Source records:
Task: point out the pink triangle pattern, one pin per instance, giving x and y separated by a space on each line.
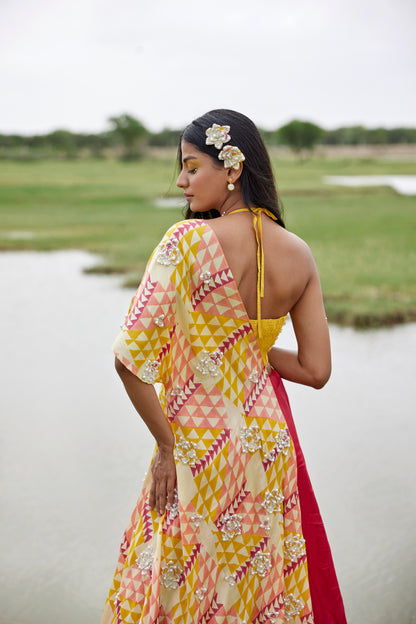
239 333
177 404
256 392
293 565
243 569
189 563
212 453
214 607
218 279
139 305
233 506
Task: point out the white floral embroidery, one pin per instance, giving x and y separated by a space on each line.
209 363
269 455
292 607
171 574
173 509
206 277
250 438
168 253
185 452
200 593
283 441
294 547
176 391
231 580
150 371
232 156
261 564
217 135
160 320
273 500
231 526
145 560
266 525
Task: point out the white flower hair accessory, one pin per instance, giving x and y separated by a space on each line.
217 135
232 156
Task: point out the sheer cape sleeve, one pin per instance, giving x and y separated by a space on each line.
144 343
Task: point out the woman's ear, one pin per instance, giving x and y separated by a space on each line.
235 174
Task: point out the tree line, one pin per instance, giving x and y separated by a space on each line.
128 139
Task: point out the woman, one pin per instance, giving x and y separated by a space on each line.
217 534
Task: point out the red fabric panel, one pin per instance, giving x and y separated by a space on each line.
327 604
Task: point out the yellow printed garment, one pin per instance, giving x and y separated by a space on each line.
230 550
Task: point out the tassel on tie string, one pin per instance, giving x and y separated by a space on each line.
260 257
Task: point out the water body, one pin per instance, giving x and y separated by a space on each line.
73 451
403 184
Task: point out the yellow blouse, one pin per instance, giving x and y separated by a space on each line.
266 330
270 330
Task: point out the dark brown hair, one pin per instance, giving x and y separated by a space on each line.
258 185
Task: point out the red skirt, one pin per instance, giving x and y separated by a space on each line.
326 597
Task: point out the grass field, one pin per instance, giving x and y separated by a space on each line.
363 240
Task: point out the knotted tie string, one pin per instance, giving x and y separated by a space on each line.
260 257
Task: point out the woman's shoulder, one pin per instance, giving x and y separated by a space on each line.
181 228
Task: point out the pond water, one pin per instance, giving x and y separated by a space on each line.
73 451
403 184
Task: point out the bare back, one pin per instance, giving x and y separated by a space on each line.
288 262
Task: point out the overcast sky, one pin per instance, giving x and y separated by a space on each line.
74 63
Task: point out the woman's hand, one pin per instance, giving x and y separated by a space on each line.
162 492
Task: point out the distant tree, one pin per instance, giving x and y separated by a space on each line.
63 142
300 135
132 135
165 138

• [AIM OF THE TASK] With the pictures omitted, the entries are to be transcribed in full, exactly as they appear.

• [TASK OUTPUT]
Task: point out the pink triangle pattern, one pin per instance, giving x and y separated by a space on each line.
239 333
177 404
256 392
293 565
243 569
189 563
212 453
214 607
218 279
139 305
233 506
Task: point out the white floral embroidery, one pin per instance, giving x and y separated by a space on each line.
209 363
269 455
292 607
171 574
173 509
206 277
250 438
168 253
185 452
200 593
283 441
294 547
176 391
231 580
150 371
232 156
261 564
217 135
160 320
273 500
231 526
145 560
266 525
Task: point out the white flower hair accessory, one pin per instance, giving x and y separated by a space on each line.
217 135
232 156
Task: point out the sheer cape sleeve, one pin per instance, giving x and y separated by a space on each line.
144 343
Task: point out the woman's ear, one pin per instance, giving x and y separated by a space on each line.
235 174
Task: point out the tree line, one pin per instance, giving x and y separated by a space on each line.
128 139
Task: point out the woman, one pin per instance, giving x and y separated by a space on each line.
217 534
Task: point out the red fabric panel, one pin per instance, giving x and y separated by a space on each line.
327 604
Task: point out the yellow printed garment, one pin per instance, giving x and y separated by a space on each line.
230 550
Task: point out the tassel on tie string, one pin per instance, giving x and y separated by a space on each line.
260 257
Task: point out the water body, one pin per instance, giving x and y separated by a space on each line.
73 451
403 184
Task: point out the yellow blouse, one pin per instance, giving x and y separated by a space on each line.
266 330
270 330
Task: point out the dark brown hair, one pin per instance, giving x and y separated by a space on each line.
258 185
Task: point out the red skirt, one pin per instance, giving x and y separated by a space on each line.
326 597
Task: point out the grass field, one pin per instance, giving x and y separated by a space on each line.
363 240
Task: point out the knotted tie string, one pin per instance, giving x and y separated by a space on each line.
260 257
Task: point out the woman's shoulder, one pin per instance, giving x and y separated by a space on each line.
181 228
Task: point out the pond water, one pin per instance, giving x and y separated by a space on each line.
73 451
403 184
Task: point out the bare back, one pin per instance, giving x and y separated by a space on each line.
288 262
Task: point out the overcast sky, one pin per instance, giving x and y separated by a space on each line.
74 63
Task: point out the woman's hand, one pin per instance, giving x and y separated by a space on each line.
162 492
Task: point out the distant tree, one pin per instance, giving x and y separated by a space on each line.
63 142
300 135
132 135
165 138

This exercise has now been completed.